## Page
▼
Ok, it’s more or less the same. It does, however, have a username filled in. I wonder what would happen if I filled in the username. (The urxvt code seems to fill it in only on login updates and it leaves the field empty on logout updates.) Now, I had 3 choices…

  1. Change the urxvt code to fill in the username on logout updates.
  2. Set a breakpoint in gdb or mdb and then tweak the structure before it is passed to utmp_update.
  3. Use DTraces “destructive” option to allow me to modify the process’s memory.

I chose #3.
▲
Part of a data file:
▼
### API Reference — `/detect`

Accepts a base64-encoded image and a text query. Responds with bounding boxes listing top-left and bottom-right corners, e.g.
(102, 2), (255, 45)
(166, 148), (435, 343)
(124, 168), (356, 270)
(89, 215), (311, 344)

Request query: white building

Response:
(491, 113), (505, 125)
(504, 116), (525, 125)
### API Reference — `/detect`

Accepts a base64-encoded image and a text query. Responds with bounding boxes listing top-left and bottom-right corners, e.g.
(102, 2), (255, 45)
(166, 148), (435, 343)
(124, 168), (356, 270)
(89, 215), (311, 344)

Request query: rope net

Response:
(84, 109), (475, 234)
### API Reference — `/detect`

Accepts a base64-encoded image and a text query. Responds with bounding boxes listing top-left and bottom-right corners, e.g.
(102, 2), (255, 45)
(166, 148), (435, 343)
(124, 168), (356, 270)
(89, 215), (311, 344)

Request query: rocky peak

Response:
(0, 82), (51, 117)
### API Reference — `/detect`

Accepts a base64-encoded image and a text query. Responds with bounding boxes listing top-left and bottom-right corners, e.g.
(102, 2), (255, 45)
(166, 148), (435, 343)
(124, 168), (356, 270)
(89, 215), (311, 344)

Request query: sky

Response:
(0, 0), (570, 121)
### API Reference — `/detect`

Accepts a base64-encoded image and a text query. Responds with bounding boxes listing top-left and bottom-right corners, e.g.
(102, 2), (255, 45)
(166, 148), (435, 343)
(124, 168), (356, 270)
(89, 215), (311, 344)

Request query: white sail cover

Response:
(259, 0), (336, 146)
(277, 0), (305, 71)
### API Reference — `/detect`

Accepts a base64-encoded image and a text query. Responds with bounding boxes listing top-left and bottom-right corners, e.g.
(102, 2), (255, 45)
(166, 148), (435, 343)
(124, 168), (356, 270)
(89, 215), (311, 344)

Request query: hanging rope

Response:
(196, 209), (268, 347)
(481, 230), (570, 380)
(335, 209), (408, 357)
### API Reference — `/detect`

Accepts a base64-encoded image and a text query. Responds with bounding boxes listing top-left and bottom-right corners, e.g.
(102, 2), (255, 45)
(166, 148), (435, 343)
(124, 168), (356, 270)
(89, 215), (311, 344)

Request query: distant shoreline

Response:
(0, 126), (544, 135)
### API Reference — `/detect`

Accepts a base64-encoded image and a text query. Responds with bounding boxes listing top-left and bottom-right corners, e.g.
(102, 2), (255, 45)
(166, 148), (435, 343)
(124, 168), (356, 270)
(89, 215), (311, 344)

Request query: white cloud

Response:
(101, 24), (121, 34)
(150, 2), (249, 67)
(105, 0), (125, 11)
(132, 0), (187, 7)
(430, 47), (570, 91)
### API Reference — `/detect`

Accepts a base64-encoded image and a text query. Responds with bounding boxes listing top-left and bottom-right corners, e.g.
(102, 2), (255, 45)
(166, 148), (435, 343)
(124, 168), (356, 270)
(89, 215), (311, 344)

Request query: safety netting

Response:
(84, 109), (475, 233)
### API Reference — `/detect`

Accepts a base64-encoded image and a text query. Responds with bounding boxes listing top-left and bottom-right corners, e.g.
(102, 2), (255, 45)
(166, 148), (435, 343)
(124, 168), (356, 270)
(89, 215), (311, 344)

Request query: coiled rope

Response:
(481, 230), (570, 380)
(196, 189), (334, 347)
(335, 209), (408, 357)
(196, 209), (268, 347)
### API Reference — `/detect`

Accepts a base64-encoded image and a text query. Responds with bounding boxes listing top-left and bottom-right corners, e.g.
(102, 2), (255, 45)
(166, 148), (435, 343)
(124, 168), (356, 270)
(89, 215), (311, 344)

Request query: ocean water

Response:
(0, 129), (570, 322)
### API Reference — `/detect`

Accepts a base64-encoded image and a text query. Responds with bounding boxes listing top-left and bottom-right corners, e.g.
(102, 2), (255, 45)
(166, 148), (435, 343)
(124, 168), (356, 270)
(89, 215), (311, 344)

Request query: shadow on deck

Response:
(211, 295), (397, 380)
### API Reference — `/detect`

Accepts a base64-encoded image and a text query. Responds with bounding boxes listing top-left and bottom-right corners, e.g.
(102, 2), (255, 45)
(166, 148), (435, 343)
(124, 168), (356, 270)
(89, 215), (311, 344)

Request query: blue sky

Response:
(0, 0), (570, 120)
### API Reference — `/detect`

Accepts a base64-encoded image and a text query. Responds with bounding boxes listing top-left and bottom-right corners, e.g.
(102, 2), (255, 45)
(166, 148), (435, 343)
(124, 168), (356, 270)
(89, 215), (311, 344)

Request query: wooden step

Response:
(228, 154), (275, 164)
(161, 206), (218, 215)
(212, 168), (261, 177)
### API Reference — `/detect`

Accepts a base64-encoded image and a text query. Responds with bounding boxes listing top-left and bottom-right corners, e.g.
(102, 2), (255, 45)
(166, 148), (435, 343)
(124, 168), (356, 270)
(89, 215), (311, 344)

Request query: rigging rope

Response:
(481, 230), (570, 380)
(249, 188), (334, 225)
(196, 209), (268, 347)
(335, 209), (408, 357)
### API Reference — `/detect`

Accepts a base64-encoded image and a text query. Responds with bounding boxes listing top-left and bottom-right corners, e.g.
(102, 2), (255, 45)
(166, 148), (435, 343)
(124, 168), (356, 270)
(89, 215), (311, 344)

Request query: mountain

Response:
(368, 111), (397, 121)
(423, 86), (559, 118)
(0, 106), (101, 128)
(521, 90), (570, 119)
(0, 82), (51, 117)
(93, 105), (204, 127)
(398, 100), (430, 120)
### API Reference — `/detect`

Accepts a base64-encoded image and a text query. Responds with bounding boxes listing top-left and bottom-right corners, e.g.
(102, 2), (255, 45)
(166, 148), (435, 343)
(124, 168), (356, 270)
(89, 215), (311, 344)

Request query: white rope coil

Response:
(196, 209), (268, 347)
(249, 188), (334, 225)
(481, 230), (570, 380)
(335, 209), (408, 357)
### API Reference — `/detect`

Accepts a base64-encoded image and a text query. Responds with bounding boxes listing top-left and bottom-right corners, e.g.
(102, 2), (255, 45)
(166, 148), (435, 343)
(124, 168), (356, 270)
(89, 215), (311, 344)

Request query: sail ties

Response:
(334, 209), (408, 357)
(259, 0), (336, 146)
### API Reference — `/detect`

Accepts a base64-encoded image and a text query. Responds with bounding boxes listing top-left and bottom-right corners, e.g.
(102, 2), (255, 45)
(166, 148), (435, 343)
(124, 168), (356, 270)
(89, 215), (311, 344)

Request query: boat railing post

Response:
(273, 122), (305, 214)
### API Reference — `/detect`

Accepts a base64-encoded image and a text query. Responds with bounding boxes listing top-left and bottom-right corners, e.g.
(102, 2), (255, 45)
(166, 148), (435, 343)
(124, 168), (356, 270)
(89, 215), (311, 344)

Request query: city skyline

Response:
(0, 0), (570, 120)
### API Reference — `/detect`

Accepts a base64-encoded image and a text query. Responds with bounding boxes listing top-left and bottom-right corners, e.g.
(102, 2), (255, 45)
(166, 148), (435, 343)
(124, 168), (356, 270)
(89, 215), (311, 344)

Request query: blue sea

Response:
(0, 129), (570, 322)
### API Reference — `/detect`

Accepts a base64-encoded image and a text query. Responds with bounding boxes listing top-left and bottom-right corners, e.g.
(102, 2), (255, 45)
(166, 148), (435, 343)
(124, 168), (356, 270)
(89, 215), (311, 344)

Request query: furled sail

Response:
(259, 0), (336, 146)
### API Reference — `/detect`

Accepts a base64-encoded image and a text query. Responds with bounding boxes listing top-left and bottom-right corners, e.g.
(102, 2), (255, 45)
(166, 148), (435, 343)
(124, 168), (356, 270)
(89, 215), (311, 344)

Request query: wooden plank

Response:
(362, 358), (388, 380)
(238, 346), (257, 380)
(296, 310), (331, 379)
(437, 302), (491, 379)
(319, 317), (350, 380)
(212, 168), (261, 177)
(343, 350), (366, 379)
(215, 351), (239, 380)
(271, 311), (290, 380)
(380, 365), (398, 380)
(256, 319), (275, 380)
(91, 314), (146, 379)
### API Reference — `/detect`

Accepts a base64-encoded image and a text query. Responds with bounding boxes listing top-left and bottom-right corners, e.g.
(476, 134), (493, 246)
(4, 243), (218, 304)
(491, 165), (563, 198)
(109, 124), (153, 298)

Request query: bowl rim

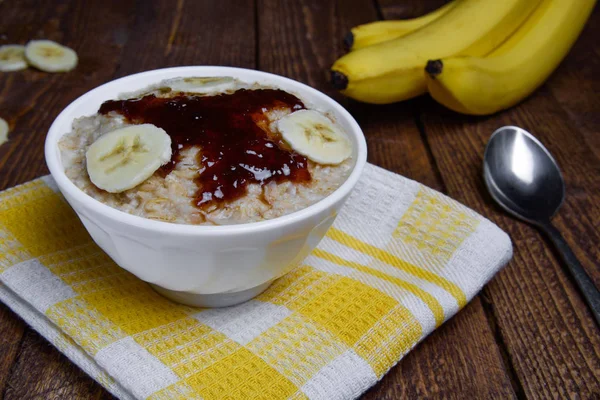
▲
## Work instructions
[1] In the urxvt excerpt, which of the three choices did the writer pick?
[2] Rewrite the urxvt excerpt from "2. Set a breakpoint" up to and including "I chose #3.", replacing "gdb" with "lldb".
[3] List every choice the writer considers in the urxvt excerpt.

## Correct answers
[1] The writer chose #3, using DTrace's "destructive" option to modify the process's memory.

[2]
2. Set a breakpoint in lldb or mdb and then tweak the structure before it is passed to utmp_update.
  3. Use DTraces “destructive” option to allow me to modify the process’s memory.

I chose #3.

[3]
1. Change the urxvt code to fill in the username on logout updates.
2. Set a breakpoint in gdb or mdb and then tweak the structure before it is passed to utmp_update.
3. Use DTrace's "destructive" option to modify the process's memory.